◆ CHALLENGE ◆
Copy out the final stretch of the listing: the line that contains "the dark mulch" and all lines after it, exactly as they appear.

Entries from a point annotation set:
>> BEGIN

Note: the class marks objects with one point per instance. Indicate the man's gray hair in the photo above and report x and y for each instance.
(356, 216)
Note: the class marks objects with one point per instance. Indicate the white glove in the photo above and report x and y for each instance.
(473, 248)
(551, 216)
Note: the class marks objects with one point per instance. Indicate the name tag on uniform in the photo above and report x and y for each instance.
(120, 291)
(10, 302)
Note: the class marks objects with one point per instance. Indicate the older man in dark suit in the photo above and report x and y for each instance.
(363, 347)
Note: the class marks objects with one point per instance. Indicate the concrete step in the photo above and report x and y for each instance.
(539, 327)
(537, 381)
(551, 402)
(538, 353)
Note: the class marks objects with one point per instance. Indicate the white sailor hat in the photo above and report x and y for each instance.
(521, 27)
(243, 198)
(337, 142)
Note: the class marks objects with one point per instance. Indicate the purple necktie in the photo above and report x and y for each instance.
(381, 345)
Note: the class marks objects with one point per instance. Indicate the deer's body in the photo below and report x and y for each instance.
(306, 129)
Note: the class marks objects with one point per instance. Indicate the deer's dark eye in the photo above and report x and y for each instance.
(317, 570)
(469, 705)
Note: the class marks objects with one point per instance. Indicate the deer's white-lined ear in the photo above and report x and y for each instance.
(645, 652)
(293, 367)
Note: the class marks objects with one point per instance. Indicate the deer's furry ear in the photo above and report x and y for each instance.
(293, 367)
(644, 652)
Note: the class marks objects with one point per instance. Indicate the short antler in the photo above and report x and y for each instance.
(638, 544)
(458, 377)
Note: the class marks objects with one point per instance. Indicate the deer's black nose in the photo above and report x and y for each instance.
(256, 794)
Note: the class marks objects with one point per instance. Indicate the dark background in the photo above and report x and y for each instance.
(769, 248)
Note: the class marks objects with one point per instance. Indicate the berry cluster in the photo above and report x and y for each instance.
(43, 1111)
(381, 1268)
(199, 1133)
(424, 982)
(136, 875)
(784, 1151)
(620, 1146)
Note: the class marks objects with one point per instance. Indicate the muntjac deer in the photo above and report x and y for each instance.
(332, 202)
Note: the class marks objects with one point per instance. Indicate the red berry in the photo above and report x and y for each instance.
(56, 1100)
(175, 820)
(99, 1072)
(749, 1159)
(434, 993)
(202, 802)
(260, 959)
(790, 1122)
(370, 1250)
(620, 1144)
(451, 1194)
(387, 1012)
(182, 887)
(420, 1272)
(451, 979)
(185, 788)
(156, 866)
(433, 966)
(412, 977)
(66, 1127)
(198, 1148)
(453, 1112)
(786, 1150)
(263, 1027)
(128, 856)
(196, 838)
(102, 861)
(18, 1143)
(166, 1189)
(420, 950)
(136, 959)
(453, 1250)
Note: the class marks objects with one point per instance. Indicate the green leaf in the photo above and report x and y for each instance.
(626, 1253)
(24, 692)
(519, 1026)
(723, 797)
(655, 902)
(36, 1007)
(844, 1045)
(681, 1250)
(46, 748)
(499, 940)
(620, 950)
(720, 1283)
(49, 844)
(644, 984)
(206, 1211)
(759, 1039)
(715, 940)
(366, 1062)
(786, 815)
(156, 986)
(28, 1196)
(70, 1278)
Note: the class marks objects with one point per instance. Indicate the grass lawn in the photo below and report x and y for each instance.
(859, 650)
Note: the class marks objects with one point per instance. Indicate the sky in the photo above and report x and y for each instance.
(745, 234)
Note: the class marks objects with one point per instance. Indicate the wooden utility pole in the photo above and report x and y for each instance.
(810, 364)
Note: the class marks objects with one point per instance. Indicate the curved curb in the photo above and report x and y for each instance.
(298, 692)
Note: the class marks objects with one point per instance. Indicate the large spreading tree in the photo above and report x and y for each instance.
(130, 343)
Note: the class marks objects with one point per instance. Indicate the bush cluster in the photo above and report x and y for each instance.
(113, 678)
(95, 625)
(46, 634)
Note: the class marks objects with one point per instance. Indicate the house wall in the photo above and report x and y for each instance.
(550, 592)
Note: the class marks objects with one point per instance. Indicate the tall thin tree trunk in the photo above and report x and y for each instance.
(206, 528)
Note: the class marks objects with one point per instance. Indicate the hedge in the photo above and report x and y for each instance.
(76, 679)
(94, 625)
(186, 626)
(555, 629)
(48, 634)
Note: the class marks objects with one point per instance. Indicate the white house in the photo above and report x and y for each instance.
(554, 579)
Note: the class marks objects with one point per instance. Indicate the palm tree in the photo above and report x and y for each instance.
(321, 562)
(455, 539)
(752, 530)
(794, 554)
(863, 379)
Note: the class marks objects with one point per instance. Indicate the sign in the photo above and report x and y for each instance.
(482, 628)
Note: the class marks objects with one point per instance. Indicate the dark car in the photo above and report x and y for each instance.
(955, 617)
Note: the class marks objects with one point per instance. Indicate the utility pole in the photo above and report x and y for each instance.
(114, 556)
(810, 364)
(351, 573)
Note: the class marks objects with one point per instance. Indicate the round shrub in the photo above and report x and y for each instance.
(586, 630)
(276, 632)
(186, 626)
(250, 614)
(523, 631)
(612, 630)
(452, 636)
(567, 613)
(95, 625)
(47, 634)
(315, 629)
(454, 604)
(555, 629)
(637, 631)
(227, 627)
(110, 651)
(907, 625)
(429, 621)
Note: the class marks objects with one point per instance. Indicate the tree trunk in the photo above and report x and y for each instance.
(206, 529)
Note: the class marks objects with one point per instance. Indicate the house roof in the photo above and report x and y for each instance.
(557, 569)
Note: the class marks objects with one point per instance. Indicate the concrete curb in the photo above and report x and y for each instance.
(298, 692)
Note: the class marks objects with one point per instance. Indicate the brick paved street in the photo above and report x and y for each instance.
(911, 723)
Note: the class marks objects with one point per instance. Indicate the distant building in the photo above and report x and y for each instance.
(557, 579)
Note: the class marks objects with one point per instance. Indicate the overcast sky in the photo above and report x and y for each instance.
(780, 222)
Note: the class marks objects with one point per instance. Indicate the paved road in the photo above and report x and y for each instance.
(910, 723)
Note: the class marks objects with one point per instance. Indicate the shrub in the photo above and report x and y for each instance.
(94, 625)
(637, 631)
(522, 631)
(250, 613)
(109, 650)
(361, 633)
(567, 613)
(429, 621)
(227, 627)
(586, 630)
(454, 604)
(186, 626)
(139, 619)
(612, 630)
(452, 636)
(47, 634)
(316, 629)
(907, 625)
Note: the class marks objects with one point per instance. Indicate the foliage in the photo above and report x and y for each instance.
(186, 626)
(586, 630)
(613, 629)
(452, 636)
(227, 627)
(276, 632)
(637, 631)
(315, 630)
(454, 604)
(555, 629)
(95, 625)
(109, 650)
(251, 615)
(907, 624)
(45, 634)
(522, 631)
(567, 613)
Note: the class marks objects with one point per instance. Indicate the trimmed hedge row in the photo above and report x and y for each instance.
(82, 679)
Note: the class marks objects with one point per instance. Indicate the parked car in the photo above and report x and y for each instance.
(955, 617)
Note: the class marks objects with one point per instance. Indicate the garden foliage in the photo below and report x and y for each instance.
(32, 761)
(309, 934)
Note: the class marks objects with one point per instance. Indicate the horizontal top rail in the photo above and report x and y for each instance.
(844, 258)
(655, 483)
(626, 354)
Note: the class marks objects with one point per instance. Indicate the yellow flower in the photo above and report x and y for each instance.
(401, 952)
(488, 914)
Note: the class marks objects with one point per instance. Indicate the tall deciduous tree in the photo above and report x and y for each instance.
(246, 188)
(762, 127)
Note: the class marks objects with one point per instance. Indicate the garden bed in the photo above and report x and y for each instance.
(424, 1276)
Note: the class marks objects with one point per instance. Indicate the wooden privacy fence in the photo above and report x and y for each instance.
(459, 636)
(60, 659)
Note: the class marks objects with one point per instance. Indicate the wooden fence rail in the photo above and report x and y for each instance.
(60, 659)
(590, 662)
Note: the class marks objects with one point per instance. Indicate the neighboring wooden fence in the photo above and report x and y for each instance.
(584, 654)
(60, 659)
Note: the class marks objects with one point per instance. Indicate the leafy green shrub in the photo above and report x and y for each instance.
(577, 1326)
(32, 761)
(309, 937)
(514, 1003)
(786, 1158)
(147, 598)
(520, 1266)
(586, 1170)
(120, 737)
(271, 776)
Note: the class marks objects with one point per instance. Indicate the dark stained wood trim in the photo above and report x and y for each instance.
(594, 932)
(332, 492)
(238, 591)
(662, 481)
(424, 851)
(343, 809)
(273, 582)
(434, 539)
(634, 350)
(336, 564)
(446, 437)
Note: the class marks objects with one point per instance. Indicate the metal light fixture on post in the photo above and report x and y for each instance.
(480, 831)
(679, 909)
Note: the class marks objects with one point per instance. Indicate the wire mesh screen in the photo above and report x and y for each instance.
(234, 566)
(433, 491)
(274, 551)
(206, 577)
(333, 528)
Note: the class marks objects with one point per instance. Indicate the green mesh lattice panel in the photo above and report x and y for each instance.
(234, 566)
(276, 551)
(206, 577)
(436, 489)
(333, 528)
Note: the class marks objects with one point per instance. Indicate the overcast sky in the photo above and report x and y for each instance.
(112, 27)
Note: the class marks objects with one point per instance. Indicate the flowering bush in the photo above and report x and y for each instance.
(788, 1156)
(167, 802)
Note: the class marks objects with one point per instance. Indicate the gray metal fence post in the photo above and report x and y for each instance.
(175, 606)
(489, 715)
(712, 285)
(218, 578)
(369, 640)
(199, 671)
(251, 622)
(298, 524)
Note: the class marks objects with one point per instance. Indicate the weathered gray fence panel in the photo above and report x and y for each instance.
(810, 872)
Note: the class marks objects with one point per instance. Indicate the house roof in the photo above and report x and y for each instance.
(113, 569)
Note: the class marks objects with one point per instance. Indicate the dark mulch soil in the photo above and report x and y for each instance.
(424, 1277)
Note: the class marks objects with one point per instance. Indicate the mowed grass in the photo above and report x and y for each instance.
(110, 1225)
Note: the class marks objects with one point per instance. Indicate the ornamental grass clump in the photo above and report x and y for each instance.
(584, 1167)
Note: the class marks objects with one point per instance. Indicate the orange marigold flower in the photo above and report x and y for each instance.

>> END

◆ TASK OUTPUT ◆
Note: the class marks objects with one point per instance. Indicate the dark mulch soil in the photo above and report x and y for each instance.
(424, 1277)
Note: the class marks objects with one point per instance. Indicate the mowed grass in the photo above and report x and y for each instance.
(110, 1225)
Note: the class marks objects with one point per instance. Indicate the ornamental grass clump in the photo above and report x and y for each instance.
(584, 1167)
Note: the class marks objects with one point per instance. Indicate the orange marigold flower in the photo above and report x and y for each instance.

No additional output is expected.